DIRECTIONS FOR THIS TASK: Read through the entries below and copy each line where "court" turns up.

== Segment start ==

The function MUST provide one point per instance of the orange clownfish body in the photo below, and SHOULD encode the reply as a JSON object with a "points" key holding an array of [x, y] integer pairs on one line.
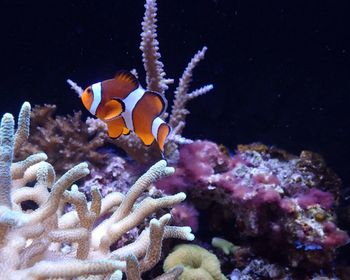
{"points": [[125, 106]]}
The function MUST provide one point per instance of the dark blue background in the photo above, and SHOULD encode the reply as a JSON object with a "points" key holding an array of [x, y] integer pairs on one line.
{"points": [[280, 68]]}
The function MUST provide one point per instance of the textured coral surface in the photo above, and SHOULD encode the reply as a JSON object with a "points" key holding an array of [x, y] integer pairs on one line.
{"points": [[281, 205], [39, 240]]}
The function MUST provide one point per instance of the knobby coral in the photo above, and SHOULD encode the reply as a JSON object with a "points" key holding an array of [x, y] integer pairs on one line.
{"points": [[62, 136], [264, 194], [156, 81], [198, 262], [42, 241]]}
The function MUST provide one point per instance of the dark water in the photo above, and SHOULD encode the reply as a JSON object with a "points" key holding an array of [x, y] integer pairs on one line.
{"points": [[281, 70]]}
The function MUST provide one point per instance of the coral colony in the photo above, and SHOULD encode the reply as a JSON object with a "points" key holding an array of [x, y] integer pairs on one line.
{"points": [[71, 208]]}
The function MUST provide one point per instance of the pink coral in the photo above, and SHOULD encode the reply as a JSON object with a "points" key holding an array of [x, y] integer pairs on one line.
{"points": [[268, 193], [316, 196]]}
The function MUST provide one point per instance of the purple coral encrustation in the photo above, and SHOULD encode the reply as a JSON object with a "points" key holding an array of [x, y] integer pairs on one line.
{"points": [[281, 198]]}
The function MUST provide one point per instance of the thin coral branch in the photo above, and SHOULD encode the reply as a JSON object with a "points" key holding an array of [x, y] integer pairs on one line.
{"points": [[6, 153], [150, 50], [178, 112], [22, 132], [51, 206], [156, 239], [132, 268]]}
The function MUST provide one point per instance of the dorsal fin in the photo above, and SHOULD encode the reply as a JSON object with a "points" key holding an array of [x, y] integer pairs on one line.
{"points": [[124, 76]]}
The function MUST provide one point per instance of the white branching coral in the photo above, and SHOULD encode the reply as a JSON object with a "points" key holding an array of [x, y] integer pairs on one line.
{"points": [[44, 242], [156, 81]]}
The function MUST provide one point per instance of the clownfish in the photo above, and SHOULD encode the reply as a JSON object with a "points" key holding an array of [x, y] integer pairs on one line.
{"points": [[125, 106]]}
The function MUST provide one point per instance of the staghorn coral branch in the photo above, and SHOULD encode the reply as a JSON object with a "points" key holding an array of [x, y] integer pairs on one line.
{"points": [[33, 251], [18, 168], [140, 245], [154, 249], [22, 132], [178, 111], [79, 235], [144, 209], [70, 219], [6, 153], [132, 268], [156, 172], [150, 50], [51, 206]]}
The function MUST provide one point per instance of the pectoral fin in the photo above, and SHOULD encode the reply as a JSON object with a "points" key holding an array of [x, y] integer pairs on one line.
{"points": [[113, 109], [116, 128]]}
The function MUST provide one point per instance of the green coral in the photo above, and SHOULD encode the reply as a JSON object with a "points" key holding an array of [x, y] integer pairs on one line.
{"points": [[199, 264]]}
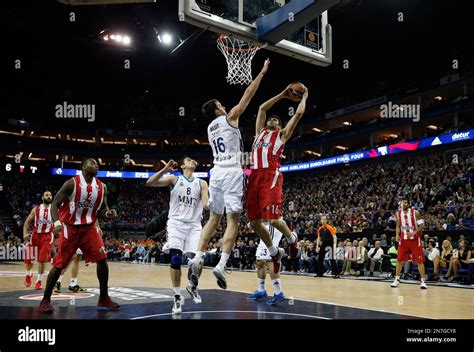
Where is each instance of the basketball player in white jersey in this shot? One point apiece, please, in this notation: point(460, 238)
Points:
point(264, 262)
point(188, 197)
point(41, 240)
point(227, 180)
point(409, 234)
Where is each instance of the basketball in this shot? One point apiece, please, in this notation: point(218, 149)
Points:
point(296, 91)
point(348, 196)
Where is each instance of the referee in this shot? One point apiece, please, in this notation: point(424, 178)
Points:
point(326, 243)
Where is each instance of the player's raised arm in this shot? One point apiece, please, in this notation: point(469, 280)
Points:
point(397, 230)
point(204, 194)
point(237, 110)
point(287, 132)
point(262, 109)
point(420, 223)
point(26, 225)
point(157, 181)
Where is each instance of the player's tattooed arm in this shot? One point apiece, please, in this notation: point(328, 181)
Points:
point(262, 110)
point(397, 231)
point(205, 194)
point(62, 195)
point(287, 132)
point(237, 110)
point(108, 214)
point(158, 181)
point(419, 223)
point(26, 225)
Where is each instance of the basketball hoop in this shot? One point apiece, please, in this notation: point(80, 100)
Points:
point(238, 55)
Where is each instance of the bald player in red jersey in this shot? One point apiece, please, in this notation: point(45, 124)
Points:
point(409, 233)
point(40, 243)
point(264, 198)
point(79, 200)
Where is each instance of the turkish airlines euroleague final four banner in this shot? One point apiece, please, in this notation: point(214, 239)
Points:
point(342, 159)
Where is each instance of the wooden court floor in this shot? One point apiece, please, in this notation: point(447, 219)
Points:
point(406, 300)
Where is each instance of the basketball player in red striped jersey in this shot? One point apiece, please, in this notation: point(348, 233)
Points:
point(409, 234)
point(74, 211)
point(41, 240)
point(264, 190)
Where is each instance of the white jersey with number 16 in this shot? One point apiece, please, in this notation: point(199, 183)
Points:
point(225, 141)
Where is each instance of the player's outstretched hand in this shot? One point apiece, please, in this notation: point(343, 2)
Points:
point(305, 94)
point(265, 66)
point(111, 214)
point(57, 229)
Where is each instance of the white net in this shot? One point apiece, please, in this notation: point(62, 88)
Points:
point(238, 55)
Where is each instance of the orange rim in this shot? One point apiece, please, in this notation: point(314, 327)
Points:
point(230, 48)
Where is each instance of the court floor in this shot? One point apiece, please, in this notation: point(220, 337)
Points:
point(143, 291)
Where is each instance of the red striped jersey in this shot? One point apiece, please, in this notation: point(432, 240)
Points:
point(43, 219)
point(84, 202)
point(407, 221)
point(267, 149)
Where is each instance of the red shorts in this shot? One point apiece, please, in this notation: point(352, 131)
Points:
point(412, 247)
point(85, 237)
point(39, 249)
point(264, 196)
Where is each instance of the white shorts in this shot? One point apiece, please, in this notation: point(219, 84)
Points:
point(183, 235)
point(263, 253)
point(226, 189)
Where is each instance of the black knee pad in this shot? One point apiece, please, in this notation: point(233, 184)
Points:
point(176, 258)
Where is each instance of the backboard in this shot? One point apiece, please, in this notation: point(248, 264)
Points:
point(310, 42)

== Segment end ==

YOUR SOLUTION:
Where is each instance of the wooden court floor in this shot? One point apiece, please, in this notation: point(447, 219)
Where is each instance of the court floor in this shot? One point apiece, please, in this notation: point(220, 337)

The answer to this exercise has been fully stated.